▸ **Exercise details**: According to the passage on community-rating, what have insurance companies recently begun hiring private firms to do?

▸ **Reading passage**:

- - - -

Of course Bader is really talking about community-rating. "Community-rating" is the process whereby many individuals pay into a pool to insure a large group of people. If I buy insurance, and I never get sick, I don't get my money back; that money just goes to pay for the person who did get sick. All insurance used to be based on this concept of community-rating. Recently, however, insurance companies have begun hiring private firms to locate groups of high-risk people. These insurance companies now write policies which disqualify all but the statistically healthy. Many people who are deemed to have a high risk of getting sick are charged a much higher premium, thus driving more of them into the ranks of the uninsured. These uninsured people -- who could afford to insure themselves ten years ago -- end up so impoverished by mounting emergency room bills that they qualify for Medicaid. In other words, insurance companies make a big profit on healthy patients; the taxpayer pays for the statistically unhealthy.

- - - -

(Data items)

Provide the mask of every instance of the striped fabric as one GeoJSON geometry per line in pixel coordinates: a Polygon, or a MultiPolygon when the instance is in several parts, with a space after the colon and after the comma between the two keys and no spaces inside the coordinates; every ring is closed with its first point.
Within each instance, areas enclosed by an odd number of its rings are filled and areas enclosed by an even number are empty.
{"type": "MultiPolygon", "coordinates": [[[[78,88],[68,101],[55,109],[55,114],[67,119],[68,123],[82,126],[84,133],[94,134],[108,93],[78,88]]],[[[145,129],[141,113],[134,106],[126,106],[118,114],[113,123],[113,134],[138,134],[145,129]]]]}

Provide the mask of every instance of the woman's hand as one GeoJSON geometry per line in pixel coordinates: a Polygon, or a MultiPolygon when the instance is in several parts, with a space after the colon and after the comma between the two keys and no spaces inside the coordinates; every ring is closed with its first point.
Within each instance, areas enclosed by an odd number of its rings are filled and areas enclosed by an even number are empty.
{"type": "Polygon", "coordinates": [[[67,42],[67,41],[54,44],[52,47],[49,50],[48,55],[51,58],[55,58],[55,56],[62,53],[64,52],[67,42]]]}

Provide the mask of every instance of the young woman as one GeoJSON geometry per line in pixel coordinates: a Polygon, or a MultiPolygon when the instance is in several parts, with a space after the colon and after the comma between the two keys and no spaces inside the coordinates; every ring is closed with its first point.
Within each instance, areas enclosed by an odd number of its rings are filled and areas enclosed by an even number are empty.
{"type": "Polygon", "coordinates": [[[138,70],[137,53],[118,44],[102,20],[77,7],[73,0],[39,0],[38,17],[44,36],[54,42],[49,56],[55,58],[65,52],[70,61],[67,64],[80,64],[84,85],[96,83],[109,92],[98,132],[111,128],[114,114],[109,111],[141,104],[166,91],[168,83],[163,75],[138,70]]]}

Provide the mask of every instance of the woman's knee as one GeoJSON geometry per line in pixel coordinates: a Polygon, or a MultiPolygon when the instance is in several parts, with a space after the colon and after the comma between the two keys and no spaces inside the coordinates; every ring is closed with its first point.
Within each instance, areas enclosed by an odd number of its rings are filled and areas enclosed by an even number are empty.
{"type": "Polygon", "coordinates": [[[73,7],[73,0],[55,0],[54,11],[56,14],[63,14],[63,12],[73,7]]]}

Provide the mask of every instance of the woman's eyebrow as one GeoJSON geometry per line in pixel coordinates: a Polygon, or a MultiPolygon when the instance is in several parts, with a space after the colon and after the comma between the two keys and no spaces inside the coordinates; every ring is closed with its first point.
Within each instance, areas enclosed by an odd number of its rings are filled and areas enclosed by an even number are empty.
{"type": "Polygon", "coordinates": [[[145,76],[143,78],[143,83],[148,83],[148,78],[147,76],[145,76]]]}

- - - -

▸ **Your response**: To locate groups of high-risk people.